◆ **Given exercise**
Shift every coordinate in the listing by adding 115 to each x and y value. Rewrite only the lines from the one containing "query | pearlescent plate surface" through the one containing "action | put a dot on each instance of the small". Keep every other line in that span unchanged.

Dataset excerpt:
__________________________________________________
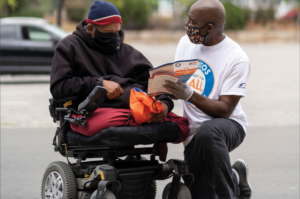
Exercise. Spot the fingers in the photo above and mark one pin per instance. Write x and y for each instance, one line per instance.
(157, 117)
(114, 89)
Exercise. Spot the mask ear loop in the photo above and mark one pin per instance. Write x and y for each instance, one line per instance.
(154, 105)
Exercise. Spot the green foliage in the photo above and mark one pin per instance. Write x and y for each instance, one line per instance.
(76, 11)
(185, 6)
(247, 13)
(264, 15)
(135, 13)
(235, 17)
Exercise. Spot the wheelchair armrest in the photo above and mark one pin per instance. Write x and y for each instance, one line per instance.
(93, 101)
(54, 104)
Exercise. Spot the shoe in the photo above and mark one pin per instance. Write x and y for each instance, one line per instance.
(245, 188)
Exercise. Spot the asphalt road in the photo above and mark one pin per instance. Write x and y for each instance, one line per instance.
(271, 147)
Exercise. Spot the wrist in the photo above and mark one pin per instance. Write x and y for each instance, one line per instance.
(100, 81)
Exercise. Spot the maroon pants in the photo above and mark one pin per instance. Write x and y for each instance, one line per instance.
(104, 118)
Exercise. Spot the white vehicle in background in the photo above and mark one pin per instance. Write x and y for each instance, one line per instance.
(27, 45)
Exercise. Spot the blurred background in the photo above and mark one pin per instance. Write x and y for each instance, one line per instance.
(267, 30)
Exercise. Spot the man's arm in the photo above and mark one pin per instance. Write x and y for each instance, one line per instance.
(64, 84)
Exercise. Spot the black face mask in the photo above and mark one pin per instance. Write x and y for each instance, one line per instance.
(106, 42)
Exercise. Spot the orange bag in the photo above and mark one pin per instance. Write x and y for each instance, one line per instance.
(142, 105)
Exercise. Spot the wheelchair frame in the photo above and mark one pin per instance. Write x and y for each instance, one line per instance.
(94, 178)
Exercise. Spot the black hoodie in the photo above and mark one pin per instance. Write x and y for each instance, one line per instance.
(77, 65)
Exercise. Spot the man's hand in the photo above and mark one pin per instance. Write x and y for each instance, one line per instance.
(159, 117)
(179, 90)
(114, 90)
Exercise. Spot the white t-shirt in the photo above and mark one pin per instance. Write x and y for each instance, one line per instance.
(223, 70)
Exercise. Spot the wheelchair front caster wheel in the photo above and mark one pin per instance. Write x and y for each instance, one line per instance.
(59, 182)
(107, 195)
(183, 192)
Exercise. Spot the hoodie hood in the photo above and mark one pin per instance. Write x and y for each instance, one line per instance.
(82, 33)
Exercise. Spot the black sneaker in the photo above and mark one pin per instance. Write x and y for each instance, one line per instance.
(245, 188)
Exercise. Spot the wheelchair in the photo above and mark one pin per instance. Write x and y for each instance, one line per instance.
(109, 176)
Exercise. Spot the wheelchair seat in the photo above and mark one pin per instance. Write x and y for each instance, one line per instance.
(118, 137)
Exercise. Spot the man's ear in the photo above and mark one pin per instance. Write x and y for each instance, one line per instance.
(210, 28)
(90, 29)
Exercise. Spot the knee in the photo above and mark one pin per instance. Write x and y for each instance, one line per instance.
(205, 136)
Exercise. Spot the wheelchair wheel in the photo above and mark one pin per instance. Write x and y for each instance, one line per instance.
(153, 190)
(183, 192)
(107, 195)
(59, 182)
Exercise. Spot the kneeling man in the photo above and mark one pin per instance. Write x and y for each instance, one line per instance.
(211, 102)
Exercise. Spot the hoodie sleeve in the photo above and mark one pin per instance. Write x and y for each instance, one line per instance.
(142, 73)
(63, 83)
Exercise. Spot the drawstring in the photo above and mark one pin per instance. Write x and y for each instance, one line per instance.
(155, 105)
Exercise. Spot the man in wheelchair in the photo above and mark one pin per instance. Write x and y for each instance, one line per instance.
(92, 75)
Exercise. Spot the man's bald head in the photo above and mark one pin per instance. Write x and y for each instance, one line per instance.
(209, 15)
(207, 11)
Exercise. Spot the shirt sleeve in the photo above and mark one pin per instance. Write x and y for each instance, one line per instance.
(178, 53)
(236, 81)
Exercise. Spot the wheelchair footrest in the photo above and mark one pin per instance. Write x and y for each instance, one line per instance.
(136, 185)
__________________________________________________
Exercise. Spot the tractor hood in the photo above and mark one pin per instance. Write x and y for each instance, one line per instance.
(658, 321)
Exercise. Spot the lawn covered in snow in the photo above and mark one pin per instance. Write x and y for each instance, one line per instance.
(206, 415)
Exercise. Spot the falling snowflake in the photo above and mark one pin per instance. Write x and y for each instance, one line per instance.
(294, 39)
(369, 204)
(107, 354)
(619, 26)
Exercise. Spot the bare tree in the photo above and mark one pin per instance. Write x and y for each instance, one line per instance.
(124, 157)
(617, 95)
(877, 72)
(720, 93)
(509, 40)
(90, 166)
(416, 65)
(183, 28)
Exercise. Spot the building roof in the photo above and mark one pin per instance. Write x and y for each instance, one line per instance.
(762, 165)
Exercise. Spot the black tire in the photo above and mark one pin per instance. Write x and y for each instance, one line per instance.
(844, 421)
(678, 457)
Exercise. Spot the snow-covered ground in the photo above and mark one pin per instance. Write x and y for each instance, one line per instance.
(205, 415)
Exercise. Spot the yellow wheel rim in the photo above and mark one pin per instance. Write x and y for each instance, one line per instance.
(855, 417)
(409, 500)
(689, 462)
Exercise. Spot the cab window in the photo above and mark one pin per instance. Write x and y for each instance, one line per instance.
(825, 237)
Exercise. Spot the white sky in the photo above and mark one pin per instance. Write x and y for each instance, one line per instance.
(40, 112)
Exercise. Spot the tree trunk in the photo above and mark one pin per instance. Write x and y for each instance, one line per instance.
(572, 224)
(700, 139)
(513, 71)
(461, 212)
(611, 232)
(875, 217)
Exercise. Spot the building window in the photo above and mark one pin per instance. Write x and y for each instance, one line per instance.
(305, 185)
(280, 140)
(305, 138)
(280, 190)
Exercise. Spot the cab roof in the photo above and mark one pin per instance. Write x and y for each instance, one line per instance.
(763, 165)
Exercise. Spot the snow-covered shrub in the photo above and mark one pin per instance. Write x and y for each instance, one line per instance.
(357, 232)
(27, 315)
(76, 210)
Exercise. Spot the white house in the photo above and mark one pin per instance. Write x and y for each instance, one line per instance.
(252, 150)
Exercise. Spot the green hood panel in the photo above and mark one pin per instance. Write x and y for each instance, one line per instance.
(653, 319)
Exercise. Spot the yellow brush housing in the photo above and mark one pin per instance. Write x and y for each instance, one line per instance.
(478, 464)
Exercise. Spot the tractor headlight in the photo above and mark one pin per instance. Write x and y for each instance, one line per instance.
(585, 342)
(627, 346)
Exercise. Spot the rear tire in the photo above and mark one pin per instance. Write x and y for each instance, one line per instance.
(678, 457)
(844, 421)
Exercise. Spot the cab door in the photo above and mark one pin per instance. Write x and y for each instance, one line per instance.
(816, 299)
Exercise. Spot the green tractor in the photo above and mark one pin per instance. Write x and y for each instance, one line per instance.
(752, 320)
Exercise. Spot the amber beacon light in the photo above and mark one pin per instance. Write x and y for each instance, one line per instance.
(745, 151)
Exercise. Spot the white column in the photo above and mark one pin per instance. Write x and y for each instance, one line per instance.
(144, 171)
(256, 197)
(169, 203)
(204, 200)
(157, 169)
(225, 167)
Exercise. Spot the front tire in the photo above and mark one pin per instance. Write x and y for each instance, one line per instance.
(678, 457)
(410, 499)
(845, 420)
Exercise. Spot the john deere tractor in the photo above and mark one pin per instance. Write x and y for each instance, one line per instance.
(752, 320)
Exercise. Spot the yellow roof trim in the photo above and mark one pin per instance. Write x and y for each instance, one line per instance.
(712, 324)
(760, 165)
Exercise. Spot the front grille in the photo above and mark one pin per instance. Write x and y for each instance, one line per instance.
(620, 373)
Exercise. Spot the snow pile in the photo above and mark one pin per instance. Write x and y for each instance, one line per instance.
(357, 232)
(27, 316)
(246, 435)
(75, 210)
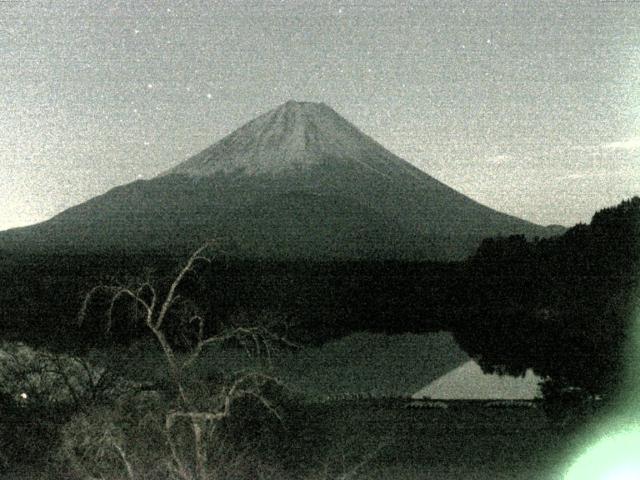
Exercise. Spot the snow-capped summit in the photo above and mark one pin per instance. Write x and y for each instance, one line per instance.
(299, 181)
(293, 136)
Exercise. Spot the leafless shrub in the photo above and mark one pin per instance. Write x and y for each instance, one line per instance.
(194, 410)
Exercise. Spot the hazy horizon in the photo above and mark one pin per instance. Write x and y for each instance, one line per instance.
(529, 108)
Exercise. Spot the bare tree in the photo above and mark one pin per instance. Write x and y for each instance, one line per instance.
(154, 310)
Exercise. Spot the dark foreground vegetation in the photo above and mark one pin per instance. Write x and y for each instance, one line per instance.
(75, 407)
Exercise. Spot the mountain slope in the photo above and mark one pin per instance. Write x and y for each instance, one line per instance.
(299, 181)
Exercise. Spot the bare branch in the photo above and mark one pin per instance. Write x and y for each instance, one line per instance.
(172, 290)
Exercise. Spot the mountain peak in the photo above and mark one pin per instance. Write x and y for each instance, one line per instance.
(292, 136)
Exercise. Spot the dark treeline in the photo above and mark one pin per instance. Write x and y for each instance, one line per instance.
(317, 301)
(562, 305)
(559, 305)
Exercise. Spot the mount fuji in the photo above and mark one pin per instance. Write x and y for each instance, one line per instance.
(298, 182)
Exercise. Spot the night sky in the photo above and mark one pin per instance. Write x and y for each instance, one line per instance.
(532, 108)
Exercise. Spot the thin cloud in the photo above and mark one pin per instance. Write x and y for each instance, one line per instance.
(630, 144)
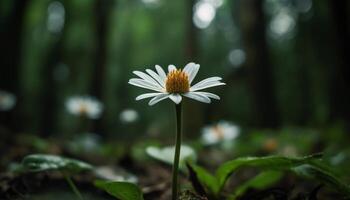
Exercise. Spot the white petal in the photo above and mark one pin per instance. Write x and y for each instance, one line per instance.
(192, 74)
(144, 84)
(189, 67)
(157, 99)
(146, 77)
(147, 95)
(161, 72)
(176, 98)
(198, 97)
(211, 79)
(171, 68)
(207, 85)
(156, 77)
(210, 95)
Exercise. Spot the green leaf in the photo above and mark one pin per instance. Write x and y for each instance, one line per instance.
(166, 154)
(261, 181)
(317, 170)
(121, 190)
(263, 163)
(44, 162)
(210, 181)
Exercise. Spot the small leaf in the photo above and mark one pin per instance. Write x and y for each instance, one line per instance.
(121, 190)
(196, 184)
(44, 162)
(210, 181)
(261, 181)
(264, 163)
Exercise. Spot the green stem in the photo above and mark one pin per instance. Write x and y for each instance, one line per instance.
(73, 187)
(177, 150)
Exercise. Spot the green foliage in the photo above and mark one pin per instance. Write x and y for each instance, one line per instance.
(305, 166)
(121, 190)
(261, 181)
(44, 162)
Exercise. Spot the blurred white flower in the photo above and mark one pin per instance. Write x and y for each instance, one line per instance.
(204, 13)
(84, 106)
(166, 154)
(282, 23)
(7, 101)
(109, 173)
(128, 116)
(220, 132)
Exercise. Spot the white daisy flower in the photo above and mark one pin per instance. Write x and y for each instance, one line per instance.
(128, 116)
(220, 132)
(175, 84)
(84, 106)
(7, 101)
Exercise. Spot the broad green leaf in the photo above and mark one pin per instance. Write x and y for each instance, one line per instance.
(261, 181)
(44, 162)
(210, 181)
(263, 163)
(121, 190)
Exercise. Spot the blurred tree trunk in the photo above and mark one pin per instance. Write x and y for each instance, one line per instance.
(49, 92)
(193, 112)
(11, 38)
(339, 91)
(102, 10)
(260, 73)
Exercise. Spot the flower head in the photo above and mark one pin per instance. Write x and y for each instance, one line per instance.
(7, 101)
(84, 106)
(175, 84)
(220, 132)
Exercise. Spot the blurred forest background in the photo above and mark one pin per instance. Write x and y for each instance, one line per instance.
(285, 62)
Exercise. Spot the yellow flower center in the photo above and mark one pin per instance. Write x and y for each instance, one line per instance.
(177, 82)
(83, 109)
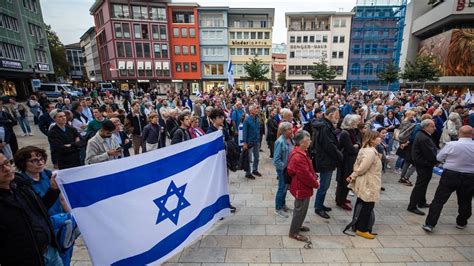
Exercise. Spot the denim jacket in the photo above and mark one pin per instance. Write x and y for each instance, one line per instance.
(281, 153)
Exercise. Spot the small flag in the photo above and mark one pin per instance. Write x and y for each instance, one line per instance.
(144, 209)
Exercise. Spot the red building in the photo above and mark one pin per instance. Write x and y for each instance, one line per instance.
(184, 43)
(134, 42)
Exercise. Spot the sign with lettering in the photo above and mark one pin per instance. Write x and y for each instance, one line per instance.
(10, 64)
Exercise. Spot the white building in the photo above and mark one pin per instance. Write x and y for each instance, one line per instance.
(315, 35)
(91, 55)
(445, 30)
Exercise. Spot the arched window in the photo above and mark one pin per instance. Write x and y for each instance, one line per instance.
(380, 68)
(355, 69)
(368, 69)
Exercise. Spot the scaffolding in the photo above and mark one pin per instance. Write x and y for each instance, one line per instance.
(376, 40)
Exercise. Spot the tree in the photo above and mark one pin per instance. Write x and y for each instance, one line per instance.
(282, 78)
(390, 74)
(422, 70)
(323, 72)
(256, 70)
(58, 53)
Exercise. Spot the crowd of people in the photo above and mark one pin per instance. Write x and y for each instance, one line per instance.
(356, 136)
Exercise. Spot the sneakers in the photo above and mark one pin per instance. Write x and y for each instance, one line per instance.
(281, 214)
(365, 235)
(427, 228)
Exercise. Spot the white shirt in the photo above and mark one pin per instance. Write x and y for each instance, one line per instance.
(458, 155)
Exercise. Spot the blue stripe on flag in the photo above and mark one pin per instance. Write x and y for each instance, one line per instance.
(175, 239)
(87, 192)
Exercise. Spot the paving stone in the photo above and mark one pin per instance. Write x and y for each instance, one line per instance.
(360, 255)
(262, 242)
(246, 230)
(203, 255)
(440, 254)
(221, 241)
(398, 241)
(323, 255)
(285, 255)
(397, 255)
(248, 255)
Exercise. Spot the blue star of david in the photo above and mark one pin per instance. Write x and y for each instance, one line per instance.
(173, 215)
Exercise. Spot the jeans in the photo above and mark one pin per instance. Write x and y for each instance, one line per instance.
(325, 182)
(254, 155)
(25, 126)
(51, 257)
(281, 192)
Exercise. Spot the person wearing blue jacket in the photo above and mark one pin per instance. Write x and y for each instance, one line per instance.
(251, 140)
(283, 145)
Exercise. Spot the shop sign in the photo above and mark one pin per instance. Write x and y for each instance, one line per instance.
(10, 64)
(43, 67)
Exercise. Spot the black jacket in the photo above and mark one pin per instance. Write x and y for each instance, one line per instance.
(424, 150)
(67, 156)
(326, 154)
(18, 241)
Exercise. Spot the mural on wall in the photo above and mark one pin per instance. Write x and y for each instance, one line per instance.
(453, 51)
__________________________________________________
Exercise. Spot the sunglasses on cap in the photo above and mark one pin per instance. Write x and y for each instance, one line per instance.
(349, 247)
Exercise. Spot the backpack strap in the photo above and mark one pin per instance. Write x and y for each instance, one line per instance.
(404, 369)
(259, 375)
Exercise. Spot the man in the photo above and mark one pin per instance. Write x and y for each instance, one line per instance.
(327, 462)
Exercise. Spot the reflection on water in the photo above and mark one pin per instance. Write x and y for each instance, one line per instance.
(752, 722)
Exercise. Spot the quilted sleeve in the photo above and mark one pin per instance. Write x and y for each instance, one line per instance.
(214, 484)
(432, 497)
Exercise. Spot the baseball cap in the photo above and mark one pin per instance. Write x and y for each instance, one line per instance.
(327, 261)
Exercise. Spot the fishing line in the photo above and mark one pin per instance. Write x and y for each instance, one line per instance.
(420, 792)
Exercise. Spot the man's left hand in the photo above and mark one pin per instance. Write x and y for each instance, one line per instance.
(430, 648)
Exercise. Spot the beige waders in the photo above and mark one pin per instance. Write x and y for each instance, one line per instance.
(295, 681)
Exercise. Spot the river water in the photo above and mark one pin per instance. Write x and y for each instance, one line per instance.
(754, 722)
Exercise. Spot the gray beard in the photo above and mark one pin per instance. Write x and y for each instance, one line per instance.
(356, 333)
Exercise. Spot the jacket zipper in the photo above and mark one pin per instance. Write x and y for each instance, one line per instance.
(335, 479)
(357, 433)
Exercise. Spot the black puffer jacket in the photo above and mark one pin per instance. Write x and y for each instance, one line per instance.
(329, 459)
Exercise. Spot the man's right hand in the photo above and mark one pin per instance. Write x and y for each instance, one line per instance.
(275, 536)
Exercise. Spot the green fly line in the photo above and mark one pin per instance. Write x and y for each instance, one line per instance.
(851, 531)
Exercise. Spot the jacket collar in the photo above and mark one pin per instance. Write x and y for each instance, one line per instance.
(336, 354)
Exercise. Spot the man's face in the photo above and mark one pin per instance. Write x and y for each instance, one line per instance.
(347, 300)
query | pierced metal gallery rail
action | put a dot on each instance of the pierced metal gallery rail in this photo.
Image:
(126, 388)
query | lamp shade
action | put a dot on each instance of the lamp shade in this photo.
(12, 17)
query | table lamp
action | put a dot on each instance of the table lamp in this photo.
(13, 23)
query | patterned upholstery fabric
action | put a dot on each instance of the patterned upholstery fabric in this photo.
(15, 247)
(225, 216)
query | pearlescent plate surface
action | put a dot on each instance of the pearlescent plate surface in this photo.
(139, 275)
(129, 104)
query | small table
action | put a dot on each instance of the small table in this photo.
__________________________________________________
◆ **Written response**
query | pearlescent plate surface
action | put a dot on each instance of the pearlescent plate surface in this photo.
(254, 390)
(244, 219)
query | small table
action | put a dot on each instance of the small table in this photo.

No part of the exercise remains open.